Exercise directions. Locate and copy each line in the data that contains the word "patch".

Material supplied.
- - - -
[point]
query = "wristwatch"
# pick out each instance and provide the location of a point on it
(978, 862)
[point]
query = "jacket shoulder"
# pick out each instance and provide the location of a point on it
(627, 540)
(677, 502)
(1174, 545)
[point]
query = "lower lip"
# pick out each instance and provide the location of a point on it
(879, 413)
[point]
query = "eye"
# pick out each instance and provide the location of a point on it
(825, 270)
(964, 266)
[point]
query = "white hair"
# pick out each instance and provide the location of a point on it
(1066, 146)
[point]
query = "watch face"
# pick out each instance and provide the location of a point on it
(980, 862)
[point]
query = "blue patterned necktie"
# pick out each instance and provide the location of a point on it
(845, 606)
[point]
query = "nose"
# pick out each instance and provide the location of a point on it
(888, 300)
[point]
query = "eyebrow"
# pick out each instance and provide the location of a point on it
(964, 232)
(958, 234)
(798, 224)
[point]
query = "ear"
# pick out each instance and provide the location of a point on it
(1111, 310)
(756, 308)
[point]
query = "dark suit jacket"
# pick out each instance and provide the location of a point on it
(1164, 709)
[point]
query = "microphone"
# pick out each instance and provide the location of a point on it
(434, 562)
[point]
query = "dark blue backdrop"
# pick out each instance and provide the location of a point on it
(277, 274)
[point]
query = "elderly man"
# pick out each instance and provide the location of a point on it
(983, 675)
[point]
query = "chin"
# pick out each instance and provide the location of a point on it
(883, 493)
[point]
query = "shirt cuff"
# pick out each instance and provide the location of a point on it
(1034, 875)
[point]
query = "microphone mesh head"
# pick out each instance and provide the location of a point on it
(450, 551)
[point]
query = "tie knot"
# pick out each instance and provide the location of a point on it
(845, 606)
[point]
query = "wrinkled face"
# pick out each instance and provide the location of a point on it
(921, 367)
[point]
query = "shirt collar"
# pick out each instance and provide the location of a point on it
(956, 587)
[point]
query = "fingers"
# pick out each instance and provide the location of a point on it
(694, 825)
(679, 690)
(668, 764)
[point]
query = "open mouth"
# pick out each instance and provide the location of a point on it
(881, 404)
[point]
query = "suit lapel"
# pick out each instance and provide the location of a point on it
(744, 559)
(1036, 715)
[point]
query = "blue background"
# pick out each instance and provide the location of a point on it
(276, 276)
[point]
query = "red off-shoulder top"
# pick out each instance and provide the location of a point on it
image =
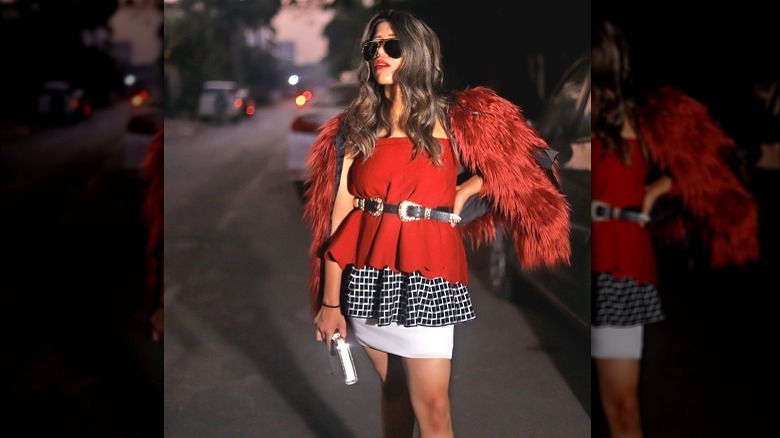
(391, 173)
(621, 248)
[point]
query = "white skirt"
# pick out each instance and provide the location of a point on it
(412, 342)
(616, 342)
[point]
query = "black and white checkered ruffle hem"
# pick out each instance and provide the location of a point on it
(406, 298)
(622, 302)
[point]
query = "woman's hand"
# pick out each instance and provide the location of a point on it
(328, 321)
(655, 190)
(464, 191)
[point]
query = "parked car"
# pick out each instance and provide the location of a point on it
(62, 102)
(224, 101)
(304, 128)
(564, 122)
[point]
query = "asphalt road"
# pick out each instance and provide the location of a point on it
(240, 354)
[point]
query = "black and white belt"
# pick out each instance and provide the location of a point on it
(406, 210)
(601, 211)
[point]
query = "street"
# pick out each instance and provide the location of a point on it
(240, 354)
(75, 350)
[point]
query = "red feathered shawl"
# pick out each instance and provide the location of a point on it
(493, 139)
(685, 142)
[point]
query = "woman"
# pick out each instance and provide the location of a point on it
(666, 147)
(388, 263)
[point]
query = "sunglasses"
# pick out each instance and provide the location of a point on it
(392, 47)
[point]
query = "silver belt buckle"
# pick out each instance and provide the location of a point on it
(379, 207)
(403, 211)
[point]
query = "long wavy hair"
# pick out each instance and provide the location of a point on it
(421, 80)
(613, 103)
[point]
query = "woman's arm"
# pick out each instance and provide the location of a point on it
(464, 191)
(655, 190)
(330, 319)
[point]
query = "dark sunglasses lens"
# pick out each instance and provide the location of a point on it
(393, 48)
(369, 50)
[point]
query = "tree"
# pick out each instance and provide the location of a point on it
(205, 40)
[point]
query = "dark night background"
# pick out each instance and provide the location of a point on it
(714, 52)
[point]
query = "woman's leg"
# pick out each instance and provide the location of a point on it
(618, 385)
(397, 415)
(429, 382)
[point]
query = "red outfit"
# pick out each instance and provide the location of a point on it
(685, 142)
(492, 139)
(432, 247)
(622, 248)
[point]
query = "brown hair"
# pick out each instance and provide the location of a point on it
(420, 77)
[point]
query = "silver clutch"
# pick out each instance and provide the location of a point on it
(341, 359)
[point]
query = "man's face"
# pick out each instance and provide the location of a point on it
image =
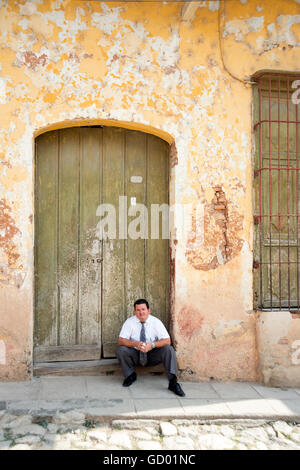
(142, 312)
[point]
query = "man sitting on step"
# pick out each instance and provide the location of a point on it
(145, 341)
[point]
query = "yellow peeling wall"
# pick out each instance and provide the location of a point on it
(139, 65)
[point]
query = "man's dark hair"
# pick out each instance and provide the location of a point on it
(141, 301)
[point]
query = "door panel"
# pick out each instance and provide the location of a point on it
(85, 286)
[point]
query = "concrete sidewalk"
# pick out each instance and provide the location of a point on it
(103, 397)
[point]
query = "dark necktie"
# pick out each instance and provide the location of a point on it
(143, 356)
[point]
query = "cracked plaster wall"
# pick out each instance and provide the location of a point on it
(68, 62)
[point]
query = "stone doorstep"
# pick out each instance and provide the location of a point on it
(39, 416)
(103, 367)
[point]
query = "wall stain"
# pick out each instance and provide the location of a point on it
(190, 321)
(222, 224)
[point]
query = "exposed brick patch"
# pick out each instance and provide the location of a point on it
(8, 231)
(173, 155)
(222, 224)
(32, 60)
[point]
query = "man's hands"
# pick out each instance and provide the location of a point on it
(144, 347)
(138, 344)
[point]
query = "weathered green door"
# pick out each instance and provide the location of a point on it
(85, 285)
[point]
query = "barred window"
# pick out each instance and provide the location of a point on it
(276, 183)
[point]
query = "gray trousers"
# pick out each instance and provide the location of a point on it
(129, 357)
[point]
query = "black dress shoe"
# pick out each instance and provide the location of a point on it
(129, 380)
(176, 388)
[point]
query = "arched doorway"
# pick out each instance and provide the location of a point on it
(85, 285)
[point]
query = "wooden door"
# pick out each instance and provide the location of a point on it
(85, 286)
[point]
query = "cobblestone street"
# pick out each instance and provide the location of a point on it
(71, 431)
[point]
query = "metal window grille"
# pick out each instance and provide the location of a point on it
(276, 184)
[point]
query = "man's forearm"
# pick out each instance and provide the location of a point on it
(128, 342)
(162, 342)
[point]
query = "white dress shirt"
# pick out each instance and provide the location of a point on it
(154, 329)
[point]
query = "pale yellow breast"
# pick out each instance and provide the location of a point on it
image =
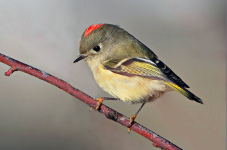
(134, 89)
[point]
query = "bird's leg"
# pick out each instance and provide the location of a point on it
(101, 99)
(134, 117)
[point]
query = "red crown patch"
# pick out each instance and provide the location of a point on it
(91, 28)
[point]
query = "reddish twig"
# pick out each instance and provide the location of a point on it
(157, 140)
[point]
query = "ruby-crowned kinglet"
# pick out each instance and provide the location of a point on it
(126, 68)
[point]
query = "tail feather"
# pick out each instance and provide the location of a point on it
(185, 92)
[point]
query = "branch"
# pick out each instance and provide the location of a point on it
(157, 140)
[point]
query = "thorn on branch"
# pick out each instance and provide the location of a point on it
(10, 71)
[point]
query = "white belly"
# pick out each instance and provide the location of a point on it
(134, 89)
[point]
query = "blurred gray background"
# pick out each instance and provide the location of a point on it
(189, 36)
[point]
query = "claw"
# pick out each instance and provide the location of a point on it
(131, 121)
(100, 100)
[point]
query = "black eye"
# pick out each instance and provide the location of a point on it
(96, 48)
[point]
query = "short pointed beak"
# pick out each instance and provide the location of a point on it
(79, 58)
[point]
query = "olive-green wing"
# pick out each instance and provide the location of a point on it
(148, 69)
(135, 67)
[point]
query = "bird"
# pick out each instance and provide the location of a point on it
(126, 68)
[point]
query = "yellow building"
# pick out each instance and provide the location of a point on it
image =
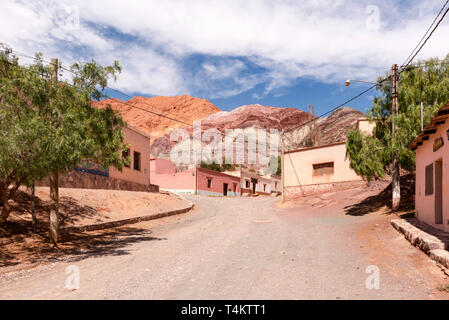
(320, 169)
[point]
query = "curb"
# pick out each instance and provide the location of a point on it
(434, 247)
(119, 223)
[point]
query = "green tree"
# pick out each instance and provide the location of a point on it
(51, 126)
(213, 165)
(371, 156)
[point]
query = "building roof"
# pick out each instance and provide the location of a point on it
(316, 147)
(439, 119)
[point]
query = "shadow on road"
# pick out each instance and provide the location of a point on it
(383, 199)
(18, 245)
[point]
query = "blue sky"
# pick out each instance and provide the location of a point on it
(281, 53)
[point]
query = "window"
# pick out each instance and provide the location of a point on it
(137, 166)
(125, 155)
(323, 169)
(429, 180)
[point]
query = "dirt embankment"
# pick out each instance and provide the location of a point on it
(19, 246)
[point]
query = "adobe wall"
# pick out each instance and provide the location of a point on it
(425, 155)
(218, 181)
(138, 143)
(298, 166)
(181, 182)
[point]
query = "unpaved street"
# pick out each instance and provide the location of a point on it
(246, 249)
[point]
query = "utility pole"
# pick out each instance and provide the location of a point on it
(396, 191)
(54, 182)
(422, 117)
(33, 206)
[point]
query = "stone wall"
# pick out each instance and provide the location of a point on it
(291, 193)
(82, 180)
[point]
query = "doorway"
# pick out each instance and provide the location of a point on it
(439, 192)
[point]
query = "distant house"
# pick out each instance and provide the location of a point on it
(321, 168)
(253, 183)
(139, 152)
(276, 183)
(432, 174)
(198, 181)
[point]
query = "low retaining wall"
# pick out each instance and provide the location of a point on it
(82, 180)
(291, 193)
(430, 240)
- - - -
Answer section.
query = "exposed brick patch"
query = "red crown patch"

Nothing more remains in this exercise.